Actions to take
- 1) In the news story about MidOhio Habitat for Humanity, which area has the organization focused its recent building and restoration efforts on?
- 2) Copy the Habitat for Humanity news story word for word, from "Many builders and" to "Director E.J. Thomas.".
- 3) Continue the news story about affordable housing in Central Ohio from its last sentence.

Passage
§ §
COLUMBUS, Ohio (WCMH) — Headlines from around the country and in Central Ohio have been ruled by lumber futures during the past 12 months due to do-it-yourself projects, the need for quality lumber, and affordable housing.

Many builders and contractors have had to get creative with pricing and financing to get projects started and close a deal. One of those developers is MidOhio Habitat for Humanity (MOHH).

“Every piece is like a puzzle. Once you put them together and you got something that looks like a picture, then you’re ready to build,” said MOHH Executive Director E.J. Thomas.

MOHH has focused its recent efforts on building and restoring affordable housing in the Linden area. The day visited Republic Avenue, a house was being finished. Three doors east of there, a house was being dedicated.

“It’s a pretty wonderful feeling when you take an area that has been in decline, and what we’re trying to do is not only bring the neighborhood back [but] also bring the quality up for all of the families that then become our partner families in this objective,” Thomas said.

The discussion of affordable housing is a hot topic. With prices of real estate rising nearly 20% during the past year, with houses hitting the market and having a contract to purchase them in less than a week, and with apartments are at near-max capacity, people need a place to live.
§ §
Listed records
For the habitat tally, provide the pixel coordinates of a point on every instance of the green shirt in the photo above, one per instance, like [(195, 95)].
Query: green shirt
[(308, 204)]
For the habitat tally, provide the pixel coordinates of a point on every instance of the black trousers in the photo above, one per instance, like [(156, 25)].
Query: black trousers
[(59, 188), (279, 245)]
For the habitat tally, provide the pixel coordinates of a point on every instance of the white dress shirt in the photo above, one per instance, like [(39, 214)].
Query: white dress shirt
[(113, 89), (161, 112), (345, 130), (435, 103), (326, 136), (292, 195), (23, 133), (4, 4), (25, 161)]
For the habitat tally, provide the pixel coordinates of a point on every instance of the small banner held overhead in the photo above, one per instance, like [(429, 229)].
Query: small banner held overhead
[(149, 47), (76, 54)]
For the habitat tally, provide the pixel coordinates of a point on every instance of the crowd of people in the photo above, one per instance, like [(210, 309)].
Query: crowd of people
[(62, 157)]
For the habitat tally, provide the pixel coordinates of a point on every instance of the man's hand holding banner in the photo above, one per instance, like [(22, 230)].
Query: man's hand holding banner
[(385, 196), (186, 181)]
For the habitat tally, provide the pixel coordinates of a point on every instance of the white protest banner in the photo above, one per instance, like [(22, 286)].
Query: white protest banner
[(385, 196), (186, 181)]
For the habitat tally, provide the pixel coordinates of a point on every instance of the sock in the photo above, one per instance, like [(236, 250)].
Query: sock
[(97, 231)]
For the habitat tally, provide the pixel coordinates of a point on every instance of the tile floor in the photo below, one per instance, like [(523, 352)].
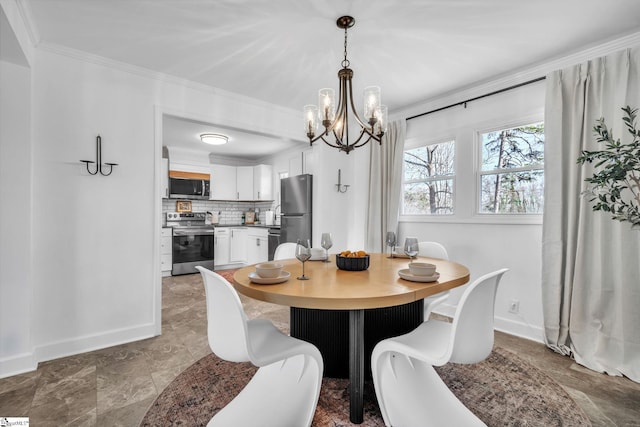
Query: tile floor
[(115, 386)]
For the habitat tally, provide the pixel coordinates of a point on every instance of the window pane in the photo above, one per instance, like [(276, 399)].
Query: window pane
[(429, 161), (513, 148), (433, 197), (520, 192)]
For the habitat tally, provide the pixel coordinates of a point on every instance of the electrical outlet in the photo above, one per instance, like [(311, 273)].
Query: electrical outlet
[(514, 306)]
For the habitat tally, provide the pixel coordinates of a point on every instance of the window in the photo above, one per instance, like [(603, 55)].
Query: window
[(427, 183), (511, 172)]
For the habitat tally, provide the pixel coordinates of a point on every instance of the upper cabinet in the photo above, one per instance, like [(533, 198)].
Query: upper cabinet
[(263, 182), (244, 182), (223, 183), (164, 179), (241, 182)]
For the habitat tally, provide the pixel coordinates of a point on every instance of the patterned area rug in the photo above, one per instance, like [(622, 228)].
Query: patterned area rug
[(504, 390)]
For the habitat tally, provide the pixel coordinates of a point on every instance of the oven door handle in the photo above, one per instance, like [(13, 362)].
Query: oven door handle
[(191, 232)]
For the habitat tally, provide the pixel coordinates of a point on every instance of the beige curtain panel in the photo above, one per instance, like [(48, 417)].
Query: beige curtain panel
[(385, 178), (591, 263)]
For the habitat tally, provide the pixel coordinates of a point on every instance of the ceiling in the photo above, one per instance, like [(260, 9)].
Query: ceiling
[(283, 51)]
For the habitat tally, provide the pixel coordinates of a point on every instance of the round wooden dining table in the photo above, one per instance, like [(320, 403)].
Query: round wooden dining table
[(345, 313)]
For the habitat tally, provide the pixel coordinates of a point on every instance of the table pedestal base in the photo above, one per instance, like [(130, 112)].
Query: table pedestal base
[(346, 339)]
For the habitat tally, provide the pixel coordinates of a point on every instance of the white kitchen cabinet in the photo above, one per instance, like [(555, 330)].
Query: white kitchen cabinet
[(164, 179), (221, 245), (244, 182), (257, 245), (262, 182), (166, 246), (238, 245), (223, 183), (190, 167)]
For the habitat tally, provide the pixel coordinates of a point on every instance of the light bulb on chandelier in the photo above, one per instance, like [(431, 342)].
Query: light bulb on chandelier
[(336, 120)]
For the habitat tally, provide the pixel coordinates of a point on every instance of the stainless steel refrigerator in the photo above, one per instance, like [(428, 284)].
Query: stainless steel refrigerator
[(296, 208)]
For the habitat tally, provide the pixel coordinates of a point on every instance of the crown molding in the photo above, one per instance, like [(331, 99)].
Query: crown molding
[(520, 76)]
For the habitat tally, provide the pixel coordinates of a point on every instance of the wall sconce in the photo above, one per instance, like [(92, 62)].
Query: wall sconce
[(341, 188), (99, 160)]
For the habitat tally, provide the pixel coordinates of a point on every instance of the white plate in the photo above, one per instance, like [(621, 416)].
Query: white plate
[(283, 277), (406, 275)]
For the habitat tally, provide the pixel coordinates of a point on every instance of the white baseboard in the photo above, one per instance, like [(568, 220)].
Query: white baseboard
[(19, 364), (28, 362), (94, 342), (508, 326)]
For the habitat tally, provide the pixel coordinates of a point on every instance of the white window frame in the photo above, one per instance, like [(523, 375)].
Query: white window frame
[(502, 218), (418, 143)]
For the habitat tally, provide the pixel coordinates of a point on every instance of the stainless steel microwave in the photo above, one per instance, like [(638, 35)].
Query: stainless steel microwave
[(188, 188)]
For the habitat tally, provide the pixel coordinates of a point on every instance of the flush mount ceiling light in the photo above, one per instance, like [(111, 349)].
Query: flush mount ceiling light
[(214, 138), (375, 114)]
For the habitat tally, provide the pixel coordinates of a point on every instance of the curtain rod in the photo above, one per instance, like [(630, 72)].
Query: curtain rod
[(477, 97)]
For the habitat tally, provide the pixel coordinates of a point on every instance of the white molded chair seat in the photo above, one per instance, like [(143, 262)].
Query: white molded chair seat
[(433, 250), (285, 389), (285, 251), (409, 390)]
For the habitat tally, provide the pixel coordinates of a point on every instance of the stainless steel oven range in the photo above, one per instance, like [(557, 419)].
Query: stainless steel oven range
[(192, 242)]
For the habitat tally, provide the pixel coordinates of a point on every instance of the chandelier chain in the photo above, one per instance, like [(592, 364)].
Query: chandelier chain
[(345, 61)]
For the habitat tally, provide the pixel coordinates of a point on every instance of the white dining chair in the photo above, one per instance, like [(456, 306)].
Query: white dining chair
[(285, 251), (409, 390), (433, 250), (285, 389)]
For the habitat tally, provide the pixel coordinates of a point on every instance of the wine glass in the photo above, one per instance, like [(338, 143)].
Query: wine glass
[(326, 243), (391, 241), (411, 247), (303, 253)]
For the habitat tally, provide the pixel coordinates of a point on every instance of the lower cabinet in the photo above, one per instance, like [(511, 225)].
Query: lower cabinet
[(166, 247), (238, 245), (257, 245)]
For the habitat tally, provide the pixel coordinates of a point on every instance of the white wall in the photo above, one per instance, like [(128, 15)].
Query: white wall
§ §
Task results
- 1) The Linden area.

- 2)
Many builders and contractors have had to get creative with pricing and financing to get projects started and close a deal. One of those developers is MidOhio Habitat for Humanity (MOHH).

“Every piece is like a puzzle. Once you put them together and you got something that looks like a picture, then you’re ready to build,” said MOHH Executive Director E.J. Thomas.

- 3)
Affordable housing can mean numerous things. Many people may consider this to mean HUD or Section 8 programs. In reality, affordable housing can run the gamut, including a VA loan, first-time home-buyers program or senior housing.

At the beginning of June, the average home price in Franklin County was estimated to be $290,000. Homes at this price can be difficult for one-income households.

“Affordable housing means that you have a home that you can afford without going bankrupt,” said Carlie Boos of the Affordable Housing Alliance of Central Ohio (AHACO).

The AHACO is a research and advocacy organization. The group tracks housing affordability in Central Ohio and helps create solutions for those needs.

“We have an immense amount of need right now,” said Boos. “Before COVID-19, there were 50,000 households that were paying more than half of their income towards housing. That’s the danger zone,” said Boos with emphasis.

That danger zone Boos referred to is when the person has to decide whether to buy food, medicine, make the rent, or pay for gas. Ultimately, the person’s income is stretched too thin.

“The problem that we have is that people aren’t making poor decisions, it’s that the market is not supporting what most Ohioans and Americans, in particular, can afford to pay for housing.”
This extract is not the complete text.